The bug project is a mandatory annual assignment for freshmen that involves catching fifteen bugs of different orders, such as diptera and hymenoptera, labeling the location where they are found, identifying them, pinning them in a professional manner, and creating a picture album of the bugs. Because students need to catch a variety of bugs, the bug project is challenging. However, it allows students to actively engage with nature and learn more about bugs and their orders.
In addition, those who were previously afraid of bugs are now able to get closer to bugs and realize that not all bugs are harmful.
Christine Park, a freshmen who is currently participating in the bug project, told JSR, “I learned to not be scared of bugs… I was scared of bugs and didn’t really like them [before], but I later got used to them after catching so many [bugs].”
The bug project also aims to educate students about the rapid disappearance of animals such as bees and monarch butterflies, the latter of which have declined by 90% in the last 20 years. To prevent contributing to this decrease, teachers prohibit students from catching bugs in protected areas such as national forests or state and local parks.
Students who have finished the bug project admit that the bug project, which was at first stressful, was one of the most memorable projects they have done.
Lawrence Yi, a sophomore who completed the project, said, “Now when I walk by, I notice bugs more often… [when I now] see a weird bug that I never knew about before, I know what the bug is and also its order… Also, I barely get scared of bugs anymore after pinning so many bugs.”

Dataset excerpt
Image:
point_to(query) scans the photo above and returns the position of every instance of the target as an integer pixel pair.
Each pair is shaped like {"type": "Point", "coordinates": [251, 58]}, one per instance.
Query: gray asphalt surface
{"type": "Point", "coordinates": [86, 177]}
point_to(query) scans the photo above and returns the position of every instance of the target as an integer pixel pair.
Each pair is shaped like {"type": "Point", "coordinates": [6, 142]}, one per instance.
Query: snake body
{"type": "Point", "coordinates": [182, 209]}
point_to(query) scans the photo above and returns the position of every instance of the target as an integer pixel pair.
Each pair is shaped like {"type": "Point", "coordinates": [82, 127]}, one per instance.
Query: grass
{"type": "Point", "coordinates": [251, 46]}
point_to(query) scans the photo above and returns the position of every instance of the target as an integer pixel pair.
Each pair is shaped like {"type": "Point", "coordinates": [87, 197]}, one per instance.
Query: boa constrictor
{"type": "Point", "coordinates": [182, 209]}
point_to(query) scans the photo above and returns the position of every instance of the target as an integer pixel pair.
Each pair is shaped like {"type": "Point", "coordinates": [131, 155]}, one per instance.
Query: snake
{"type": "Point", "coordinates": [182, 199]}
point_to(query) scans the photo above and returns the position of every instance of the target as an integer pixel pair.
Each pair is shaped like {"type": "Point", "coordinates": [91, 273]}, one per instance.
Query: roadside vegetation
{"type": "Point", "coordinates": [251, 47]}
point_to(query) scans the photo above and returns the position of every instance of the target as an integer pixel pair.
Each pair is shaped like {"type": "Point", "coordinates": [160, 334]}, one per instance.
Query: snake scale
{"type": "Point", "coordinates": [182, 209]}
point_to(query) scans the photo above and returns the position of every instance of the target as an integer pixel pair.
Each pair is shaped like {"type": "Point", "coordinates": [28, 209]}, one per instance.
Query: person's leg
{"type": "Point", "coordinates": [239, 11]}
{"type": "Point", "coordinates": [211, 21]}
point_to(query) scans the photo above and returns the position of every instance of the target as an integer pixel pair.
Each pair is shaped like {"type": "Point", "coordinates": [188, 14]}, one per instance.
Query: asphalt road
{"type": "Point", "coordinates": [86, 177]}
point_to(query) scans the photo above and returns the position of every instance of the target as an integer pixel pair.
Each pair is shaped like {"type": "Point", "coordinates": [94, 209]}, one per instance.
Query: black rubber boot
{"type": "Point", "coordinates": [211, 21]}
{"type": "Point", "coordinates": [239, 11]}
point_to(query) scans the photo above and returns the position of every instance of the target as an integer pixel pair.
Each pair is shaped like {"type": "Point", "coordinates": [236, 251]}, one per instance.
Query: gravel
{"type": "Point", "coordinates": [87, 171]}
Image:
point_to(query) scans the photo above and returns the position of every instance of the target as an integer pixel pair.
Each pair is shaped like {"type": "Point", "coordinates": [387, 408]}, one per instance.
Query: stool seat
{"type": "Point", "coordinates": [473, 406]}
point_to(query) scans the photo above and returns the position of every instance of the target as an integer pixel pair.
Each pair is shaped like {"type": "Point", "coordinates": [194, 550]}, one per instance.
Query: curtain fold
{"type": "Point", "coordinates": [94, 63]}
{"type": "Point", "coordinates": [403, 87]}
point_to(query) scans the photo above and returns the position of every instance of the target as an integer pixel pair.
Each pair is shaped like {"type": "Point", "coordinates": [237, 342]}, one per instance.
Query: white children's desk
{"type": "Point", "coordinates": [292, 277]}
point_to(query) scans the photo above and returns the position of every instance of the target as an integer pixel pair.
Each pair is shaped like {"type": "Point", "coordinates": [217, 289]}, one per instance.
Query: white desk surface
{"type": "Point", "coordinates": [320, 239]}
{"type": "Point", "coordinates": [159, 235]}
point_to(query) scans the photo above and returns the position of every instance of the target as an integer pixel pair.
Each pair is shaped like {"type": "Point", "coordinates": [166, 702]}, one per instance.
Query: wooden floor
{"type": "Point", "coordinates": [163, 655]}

**DIRECTIONS**
#1 In the article about the bug project, how many bugs must freshmen catch?
#2 Rewrite the paragraph of the article about the bug project that begins "The bug project also aims" as a short bulleted list that keeps its main facts.
#3 Reproduce the article about the bug project word for word from "The bug project is a" to "and their orders.".

**TASK-BY-TASK SOLUTIONS**
#1 Freshmen must catch fifteen bugs of different orders.

#2
- The project teaches students about the rapid disappearance of animals such as bees and monarch butterflies.
- Monarch butterflies have declined by 90% in the last 20 years.
- To avoid adding to this decline, teachers forbid catching bugs in protected areas such as national forests or state and local parks.

#3
The bug project is a mandatory annual assignment for freshmen that involves catching fifteen bugs of different orders, such as diptera and hymenoptera, labeling the location where they are found, identifying them, pinning them in a professional manner, and creating a picture album of the bugs. Because students need to catch a variety of bugs, the bug project is challenging. However, it allows students to actively engage with nature and learn more about bugs and their orders.